Gmina Lesznowola is a rural gmina (administrative district) in Piaseczno County, Masovian Voivodeship, in east-central Poland. Its seat is the village of Lesznowola, which lies approximately 6 km north-west of Piaseczno and 15 km south of Warsaw.

The gmina covers an area of 69.17 km2, and as of 2006 its total population is 16,113.

==Villages==
Gmina Lesznowola contains the villages and settlements of Garbatka, Jabłonowo, Janczewice, Jazgarzewszczyzna, Kolonia Lesznowola, Kolonia Mrokowska, Kosów, Łazy, Łazy Drugie, Leszczynka, Lesznowola, Łoziska, Magdalenka, Marysin, Mroków, Mysiadło, Nowa Iwiczna, Nowa Wola, Podolszyn, Stachowo, Stara Iwiczna, Stefanowo, Warszawianka, Wilcza Góra, Władysławów, Wola Mrokowska, Wólka Kosowska, Zamienie and Zgorzała.

==Neighbouring gminas==
Gmina Lesznowola is bordered by the city of Warsaw and by the gminas of Nadarzyn, Piaseczno, Raszyn and Tarczyn.

* _Material provided_
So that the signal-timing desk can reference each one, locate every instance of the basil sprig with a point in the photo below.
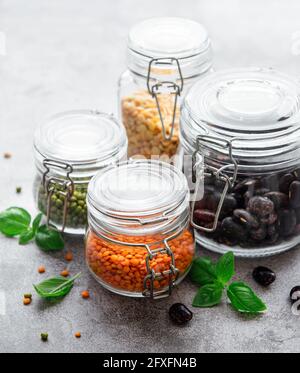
(16, 221)
(213, 278)
(55, 287)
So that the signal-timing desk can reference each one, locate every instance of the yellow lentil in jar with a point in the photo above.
(143, 125)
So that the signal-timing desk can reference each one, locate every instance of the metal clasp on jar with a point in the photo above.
(209, 170)
(161, 86)
(54, 184)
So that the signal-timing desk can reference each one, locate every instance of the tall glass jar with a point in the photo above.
(139, 241)
(165, 56)
(70, 148)
(242, 128)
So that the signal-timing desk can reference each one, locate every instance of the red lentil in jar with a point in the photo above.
(139, 241)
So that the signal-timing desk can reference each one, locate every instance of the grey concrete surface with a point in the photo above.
(64, 54)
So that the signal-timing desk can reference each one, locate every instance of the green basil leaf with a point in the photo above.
(49, 239)
(203, 271)
(225, 267)
(36, 222)
(14, 221)
(208, 295)
(26, 236)
(244, 299)
(55, 287)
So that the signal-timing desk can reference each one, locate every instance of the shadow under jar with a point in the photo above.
(240, 134)
(70, 148)
(139, 242)
(165, 56)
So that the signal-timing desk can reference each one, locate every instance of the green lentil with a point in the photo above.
(77, 210)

* _Exercise_
Answer these questions using the Gmina Lesznowola text.
(a) How far, and in what direction from Piaseczno, is the village of Lesznowola?
(b) What area does the gmina cover?
(c) Which city borders Gmina Lesznowola?

* _Result_
(a) About 6 km north-west of Piaseczno.
(b) 69.17 km2.
(c) Warsaw.